Riporta tutte le righe delle voci qui sotto in cui compare la parola "tail". Maiuscole e minuscole contano.
■ ■ ■
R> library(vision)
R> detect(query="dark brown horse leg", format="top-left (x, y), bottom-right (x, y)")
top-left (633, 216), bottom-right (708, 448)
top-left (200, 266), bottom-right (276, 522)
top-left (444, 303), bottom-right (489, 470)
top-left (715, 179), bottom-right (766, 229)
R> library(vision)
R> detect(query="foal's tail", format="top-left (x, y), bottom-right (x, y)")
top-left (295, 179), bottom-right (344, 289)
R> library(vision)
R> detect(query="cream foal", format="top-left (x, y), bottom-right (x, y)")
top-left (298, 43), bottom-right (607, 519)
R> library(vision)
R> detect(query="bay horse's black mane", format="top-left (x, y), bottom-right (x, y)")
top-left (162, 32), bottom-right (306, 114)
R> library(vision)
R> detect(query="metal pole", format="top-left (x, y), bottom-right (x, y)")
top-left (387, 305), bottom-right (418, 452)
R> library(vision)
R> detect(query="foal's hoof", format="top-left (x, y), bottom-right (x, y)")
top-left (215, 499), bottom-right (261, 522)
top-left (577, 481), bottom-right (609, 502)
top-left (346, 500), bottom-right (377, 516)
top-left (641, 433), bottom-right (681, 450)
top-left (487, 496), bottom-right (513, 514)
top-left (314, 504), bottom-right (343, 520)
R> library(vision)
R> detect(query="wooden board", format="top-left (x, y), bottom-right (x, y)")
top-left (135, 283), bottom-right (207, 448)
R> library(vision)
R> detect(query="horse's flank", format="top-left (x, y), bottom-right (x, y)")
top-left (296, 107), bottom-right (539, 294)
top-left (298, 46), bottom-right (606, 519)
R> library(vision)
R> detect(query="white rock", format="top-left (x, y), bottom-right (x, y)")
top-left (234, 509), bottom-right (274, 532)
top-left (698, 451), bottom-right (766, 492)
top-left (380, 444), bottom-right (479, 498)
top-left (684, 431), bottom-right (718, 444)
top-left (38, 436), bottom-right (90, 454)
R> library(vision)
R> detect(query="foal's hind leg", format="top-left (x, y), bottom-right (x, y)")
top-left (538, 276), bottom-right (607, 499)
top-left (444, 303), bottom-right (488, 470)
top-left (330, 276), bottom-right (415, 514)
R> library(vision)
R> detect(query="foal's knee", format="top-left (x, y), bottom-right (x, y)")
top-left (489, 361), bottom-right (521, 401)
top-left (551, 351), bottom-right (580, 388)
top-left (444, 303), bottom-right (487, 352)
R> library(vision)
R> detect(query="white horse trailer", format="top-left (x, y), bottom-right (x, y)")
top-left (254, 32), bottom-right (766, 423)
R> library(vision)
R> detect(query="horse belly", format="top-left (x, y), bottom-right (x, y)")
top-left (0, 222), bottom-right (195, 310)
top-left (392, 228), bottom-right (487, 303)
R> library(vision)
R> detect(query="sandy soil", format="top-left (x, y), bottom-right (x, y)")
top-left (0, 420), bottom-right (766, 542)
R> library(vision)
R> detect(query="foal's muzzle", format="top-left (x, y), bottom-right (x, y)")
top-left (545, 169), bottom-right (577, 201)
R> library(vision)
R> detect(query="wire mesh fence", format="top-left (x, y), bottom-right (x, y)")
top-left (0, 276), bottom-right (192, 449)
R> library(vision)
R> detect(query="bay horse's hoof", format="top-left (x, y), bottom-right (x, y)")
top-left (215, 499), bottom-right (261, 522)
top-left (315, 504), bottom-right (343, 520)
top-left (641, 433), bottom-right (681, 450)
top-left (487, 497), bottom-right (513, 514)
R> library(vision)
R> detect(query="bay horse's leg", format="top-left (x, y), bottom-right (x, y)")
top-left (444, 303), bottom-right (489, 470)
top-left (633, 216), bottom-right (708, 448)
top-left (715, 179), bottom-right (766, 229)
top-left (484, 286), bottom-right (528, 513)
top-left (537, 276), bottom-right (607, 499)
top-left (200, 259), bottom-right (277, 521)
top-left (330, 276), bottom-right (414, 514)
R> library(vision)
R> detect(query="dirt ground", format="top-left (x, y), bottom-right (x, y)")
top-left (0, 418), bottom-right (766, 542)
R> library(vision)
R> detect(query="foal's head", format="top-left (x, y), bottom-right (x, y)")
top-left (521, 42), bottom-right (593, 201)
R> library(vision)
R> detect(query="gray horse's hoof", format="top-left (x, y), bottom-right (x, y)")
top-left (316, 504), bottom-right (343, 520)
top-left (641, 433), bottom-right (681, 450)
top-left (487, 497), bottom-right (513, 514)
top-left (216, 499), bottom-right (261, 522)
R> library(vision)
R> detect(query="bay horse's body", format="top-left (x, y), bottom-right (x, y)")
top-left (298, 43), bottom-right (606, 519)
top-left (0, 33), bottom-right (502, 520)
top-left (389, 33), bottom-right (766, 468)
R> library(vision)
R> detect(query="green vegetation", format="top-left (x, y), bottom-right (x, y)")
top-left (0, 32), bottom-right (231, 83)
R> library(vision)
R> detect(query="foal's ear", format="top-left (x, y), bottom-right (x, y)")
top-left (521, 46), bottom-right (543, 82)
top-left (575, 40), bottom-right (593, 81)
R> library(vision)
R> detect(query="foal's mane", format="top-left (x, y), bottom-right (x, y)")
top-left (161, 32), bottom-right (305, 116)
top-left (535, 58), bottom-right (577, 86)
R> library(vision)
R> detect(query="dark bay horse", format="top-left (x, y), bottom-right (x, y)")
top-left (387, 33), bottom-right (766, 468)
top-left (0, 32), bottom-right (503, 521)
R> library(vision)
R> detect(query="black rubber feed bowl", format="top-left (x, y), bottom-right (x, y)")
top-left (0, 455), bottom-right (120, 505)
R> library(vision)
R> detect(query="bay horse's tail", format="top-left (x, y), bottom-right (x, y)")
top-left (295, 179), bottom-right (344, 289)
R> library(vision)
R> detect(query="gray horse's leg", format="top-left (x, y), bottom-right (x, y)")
■ ■ ■
- RISPOSTA -
R> detect(query="foal's tail", format="top-left (x, y), bottom-right (x, y)")
R> detect(query="bay horse's tail", format="top-left (x, y), bottom-right (x, y)")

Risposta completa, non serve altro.